> WHAT THE TASK REQUIRES
Which lines in the rows below contain the string "flower"? Collect every one of them and copy each line in full.
# # # # # # #
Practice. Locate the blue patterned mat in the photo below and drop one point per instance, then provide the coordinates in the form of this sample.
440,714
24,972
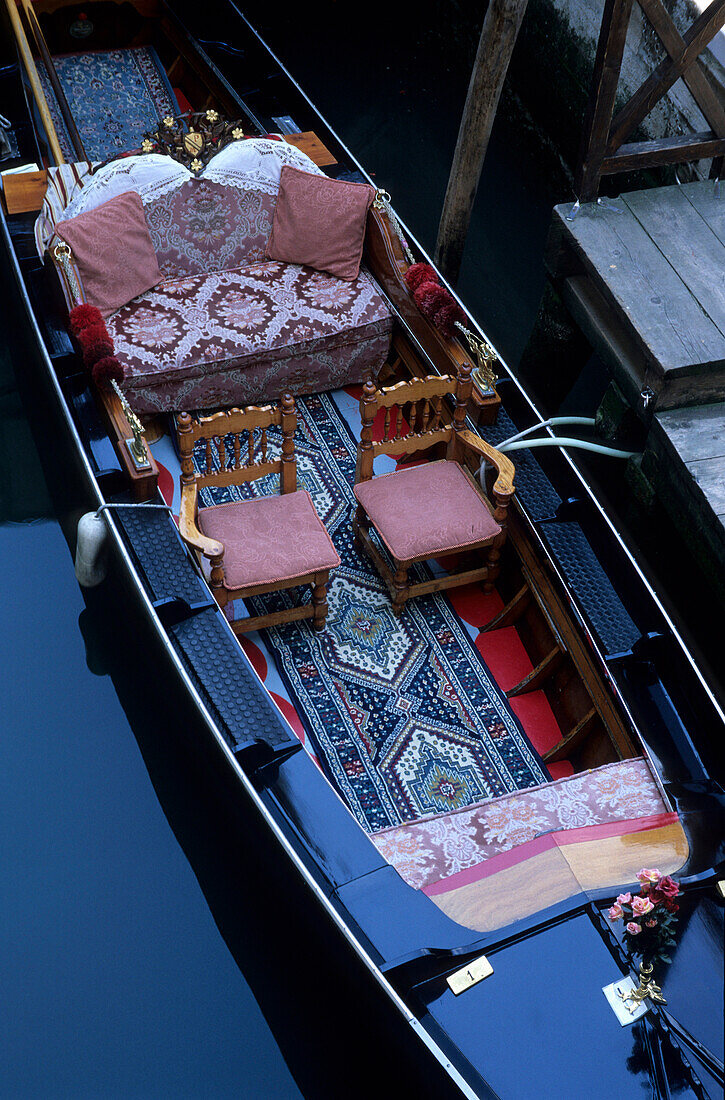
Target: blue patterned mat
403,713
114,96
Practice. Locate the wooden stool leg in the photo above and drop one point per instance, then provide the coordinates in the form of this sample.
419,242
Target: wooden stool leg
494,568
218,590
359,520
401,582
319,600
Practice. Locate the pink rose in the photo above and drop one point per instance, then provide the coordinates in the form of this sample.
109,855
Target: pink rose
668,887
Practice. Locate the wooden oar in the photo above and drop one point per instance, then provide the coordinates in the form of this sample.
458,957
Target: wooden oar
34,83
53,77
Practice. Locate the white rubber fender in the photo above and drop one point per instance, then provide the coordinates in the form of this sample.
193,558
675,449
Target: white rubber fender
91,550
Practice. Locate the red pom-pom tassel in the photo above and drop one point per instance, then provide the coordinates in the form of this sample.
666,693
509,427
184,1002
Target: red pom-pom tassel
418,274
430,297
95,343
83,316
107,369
# # # # # # #
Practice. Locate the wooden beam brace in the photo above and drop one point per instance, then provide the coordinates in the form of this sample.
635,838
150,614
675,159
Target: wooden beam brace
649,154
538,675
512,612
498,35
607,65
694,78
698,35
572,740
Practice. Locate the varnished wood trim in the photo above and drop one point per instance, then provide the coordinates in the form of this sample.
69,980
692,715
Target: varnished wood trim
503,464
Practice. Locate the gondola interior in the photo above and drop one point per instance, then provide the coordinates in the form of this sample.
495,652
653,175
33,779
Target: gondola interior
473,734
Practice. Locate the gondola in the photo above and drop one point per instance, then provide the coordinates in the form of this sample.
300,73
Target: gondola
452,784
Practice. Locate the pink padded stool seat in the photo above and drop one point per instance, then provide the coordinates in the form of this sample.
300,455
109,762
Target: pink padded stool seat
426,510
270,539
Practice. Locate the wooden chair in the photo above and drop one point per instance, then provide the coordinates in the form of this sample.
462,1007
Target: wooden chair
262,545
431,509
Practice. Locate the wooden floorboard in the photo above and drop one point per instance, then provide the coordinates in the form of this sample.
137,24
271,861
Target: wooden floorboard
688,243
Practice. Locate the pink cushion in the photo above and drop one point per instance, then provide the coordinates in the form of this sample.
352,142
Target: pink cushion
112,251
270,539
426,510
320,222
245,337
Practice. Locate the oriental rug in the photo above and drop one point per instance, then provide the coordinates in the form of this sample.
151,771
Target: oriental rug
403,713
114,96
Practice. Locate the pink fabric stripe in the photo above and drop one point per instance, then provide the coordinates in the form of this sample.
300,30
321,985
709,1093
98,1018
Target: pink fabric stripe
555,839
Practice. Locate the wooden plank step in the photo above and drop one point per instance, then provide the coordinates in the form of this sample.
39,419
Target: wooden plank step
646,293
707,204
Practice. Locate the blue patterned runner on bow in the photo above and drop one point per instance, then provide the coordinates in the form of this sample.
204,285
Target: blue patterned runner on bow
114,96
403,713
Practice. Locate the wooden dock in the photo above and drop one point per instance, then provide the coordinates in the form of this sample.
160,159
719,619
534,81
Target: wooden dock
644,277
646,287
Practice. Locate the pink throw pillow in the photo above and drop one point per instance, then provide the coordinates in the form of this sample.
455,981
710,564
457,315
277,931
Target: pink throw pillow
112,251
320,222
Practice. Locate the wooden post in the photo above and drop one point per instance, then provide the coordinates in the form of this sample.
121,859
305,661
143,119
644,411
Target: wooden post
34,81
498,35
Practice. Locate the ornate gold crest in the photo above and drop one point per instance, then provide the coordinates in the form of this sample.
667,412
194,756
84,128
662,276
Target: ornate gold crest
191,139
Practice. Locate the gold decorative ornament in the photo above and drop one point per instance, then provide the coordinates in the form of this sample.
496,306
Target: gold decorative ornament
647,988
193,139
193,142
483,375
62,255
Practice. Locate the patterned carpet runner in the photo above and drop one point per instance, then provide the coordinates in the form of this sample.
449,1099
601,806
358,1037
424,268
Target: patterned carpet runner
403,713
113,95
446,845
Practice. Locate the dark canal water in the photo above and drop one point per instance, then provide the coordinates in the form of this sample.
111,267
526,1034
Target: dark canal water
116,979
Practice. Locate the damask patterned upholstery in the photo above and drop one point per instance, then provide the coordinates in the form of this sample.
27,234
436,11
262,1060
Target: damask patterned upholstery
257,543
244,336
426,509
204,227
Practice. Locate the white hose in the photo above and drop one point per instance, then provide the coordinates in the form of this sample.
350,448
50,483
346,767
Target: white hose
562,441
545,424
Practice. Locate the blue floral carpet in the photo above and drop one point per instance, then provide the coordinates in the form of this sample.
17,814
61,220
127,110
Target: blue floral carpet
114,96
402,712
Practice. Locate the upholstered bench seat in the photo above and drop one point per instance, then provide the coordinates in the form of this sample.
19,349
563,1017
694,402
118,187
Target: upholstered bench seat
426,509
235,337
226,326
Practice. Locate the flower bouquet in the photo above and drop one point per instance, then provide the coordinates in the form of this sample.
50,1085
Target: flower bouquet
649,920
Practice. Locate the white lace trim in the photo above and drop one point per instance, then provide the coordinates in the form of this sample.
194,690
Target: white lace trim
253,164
# # # # # # #
> RESPONSE
Practice. Locate the flower bouquet in the photo above and drop one point per instance, then provide the coordinates in the form of this sample.
Target: flower bouquet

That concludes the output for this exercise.